### YOUR OBJECTIVE
Arrange every line of the listing below as a numbered list, leaving out blank lines and omitting the pictures.

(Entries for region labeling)
* BEGIN *

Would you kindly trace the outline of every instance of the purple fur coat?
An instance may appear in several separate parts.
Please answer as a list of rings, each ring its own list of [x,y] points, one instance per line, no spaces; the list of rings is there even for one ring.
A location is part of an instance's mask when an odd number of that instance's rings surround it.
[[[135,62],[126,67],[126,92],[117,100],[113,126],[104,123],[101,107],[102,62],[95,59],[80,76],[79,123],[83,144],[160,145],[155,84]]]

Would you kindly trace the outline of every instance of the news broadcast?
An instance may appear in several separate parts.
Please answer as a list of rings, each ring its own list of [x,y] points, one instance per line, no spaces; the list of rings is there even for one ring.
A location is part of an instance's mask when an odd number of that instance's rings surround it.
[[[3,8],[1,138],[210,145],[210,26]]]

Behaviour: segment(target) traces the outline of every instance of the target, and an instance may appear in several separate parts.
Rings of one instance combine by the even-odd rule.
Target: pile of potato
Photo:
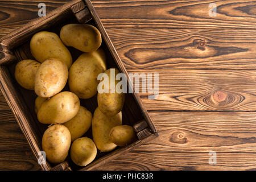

* END *

### FULL OUTPUT
1. Would you kindly trace the outline of every instance of the purple fur coat?
2. An instance may appear in several separate parts.
3. Please answer as a list of rings, each ring its own list of [x,y] points, one instance per line, no spaces; the list of rings is there even for one ring.
4. A location is part of an instance's mask when an odd number of that instance's rings surround it.
5. [[[135,62],[126,67],[126,92],[117,100],[113,126],[104,123],[101,107],[102,62],[95,59],[80,76],[79,123],[83,144],[160,145],[155,84]]]
6. Would you kindly trace the outline of every instance of the news broadcast?
7. An instance may appear in several separate parts.
8. Please answer as a list of rings, each ring its own list of [x,y] points, one instance per line, no spaces; the list of rings is there even for one ring.
9. A location is part of an instance's mask when an odd number of that instance's rings surround it.
10. [[[3,8],[1,138],[210,145],[210,26]]]
11. Behaviour: segment(target) traces the outline of every instance of the target, and an instance may appear in several separate parts.
12. Rings of one instance combine by the even-odd rule.
13. Target: pile of potato
14. Photo:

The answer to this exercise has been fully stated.